**WHAT THIS TASK INVOLVES**
Reproduce the full passage on Warren Hinckle and Ramparts magazine word for word.

**EXCERPTED PASSAGE**
Warren Hinckle, a magazine editor who transformed Ramparts from a narrow-focused Catholic literary quarterly into a swaggering voice of the 1960s New Left movement and who was an early proponent of the opinionated first-person reporting style that came to be known as gonzo journalism, died Aug. 25 at a hospital in San Francisco. He was 77.

The cause was complications from pneumonia, said a daughter, Pia Hinckle.

Ramparts began in 1962 when a wealthy California businessman, Edward Keating, and his wife, Helen, founded a publication aimed at puncturing what its owners saw as hypocrisy in the Catholic Church.

But the liberal magazine’s scope quickly broadened when Hinckle, a former publicist and contributor, was named executive editor in 1964. The freewheeling young editor, fond of dandy clothes and stiff drinks, set about making Ramparts a Time magazine for the left: a “radical slick,” as he put it, published monthly with glossy pages and a stylish design that framed hard-hitting investigative reports and crusading opinion pieces.

**DATA UNDER STUDY**

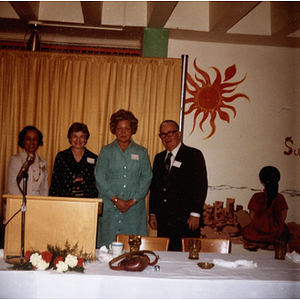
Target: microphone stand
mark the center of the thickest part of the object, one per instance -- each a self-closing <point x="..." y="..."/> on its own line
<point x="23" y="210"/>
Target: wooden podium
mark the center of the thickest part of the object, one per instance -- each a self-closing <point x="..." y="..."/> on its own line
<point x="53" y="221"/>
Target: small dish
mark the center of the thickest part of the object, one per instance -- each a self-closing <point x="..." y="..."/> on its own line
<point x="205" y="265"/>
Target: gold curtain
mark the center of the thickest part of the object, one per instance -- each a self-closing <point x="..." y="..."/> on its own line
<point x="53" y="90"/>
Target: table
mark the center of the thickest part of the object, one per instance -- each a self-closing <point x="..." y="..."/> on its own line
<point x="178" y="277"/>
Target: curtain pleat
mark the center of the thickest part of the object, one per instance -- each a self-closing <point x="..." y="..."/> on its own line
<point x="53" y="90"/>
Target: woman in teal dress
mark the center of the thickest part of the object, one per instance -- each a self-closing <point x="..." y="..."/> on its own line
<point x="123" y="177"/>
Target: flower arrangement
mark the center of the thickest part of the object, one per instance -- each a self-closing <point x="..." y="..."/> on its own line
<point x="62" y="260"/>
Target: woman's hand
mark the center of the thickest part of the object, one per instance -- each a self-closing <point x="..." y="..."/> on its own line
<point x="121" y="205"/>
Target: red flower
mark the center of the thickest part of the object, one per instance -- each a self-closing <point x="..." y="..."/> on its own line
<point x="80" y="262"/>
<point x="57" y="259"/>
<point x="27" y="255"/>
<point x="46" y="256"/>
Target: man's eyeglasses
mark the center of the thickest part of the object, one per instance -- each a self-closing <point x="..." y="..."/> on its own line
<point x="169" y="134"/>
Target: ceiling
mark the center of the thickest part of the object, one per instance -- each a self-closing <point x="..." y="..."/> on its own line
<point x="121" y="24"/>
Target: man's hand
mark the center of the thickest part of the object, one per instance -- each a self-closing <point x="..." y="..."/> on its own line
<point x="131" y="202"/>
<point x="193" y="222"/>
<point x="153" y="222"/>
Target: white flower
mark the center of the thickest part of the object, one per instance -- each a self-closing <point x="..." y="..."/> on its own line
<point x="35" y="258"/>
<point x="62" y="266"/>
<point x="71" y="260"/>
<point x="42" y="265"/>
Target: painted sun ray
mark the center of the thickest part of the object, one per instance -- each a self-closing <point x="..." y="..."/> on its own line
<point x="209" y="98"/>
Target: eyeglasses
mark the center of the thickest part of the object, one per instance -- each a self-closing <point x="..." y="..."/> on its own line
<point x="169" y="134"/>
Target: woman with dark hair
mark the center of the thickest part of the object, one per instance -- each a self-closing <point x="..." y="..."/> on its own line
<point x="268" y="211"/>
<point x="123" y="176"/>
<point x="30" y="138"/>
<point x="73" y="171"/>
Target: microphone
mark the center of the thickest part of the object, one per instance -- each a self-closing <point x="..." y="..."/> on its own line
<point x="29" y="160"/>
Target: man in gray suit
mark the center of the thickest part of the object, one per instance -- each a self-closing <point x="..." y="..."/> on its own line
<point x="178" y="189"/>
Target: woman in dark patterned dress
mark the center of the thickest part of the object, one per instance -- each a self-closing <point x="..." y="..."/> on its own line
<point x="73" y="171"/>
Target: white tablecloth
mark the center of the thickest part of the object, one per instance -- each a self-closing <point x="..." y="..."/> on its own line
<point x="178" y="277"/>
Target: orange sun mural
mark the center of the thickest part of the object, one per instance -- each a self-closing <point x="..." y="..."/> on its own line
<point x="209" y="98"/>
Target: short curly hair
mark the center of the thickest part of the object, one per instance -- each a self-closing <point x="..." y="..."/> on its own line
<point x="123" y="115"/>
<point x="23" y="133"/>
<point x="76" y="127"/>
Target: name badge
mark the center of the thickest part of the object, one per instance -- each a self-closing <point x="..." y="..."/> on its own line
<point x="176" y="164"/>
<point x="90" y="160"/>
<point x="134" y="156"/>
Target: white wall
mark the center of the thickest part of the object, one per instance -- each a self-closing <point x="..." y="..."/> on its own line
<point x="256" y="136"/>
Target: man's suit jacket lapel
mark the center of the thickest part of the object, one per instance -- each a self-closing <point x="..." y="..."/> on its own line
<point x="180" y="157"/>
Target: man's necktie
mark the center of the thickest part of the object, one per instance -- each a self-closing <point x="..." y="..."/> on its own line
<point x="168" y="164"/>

**SOLUTION TO THIS TASK**
Warren Hinckle, a magazine editor who transformed Ramparts from a narrow-focused Catholic literary quarterly into a swaggering voice of the 1960s New Left movement and who was an early proponent of the opinionated first-person reporting style that came to be known as gonzo journalism, died Aug. 25 at a hospital in San Francisco. He was 77.

The cause was complications from pneumonia, said a daughter, Pia Hinckle.

Ramparts began in 1962 when a wealthy California businessman, Edward Keating, and his wife, Helen, founded a publication aimed at puncturing what its owners saw as hypocrisy in the Catholic Church.

But the liberal magazine’s scope quickly broadened when Hinckle, a former publicist and contributor, was named executive editor in 1964. The freewheeling young editor, fond of dandy clothes and stiff drinks, set about making Ramparts a Time magazine for the left: a “radical slick,” as he put it, published monthly with glossy pages and a stylish design that framed hard-hitting investigative reports and crusading opinion pieces.